[[ DATA FOR REVIEW open ]]

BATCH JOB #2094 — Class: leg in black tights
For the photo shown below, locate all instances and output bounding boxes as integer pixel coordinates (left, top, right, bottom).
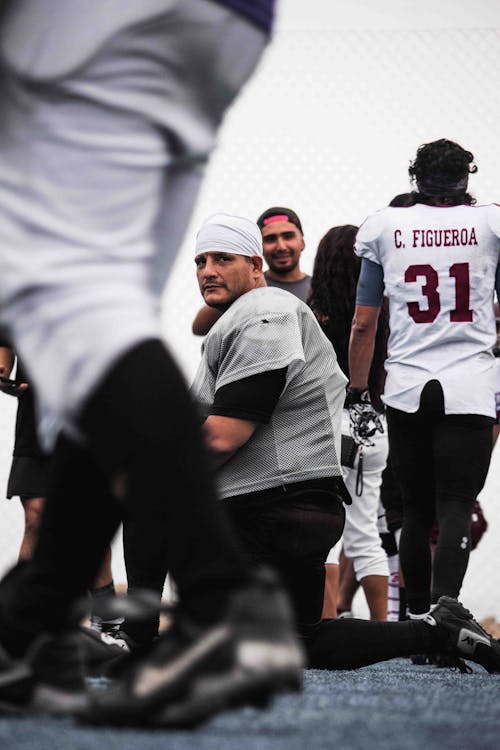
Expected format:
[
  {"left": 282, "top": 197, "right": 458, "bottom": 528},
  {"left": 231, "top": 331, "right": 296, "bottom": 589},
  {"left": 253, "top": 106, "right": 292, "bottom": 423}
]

[[ DATA FOR REVIEW closed ]]

Beginning with the line that contains "For the photo" and ending with the last line of the data, transcribe each line exactly; pictures stay out.

**FINISHED TASK**:
For the photo shown below, locate all instances and output bounding boxes as integer pixel coordinates (left, top, right, bottom).
Expected format:
[
  {"left": 282, "top": 197, "right": 458, "bottom": 528},
  {"left": 231, "top": 331, "right": 296, "bottom": 589},
  {"left": 253, "top": 106, "right": 292, "bottom": 423}
]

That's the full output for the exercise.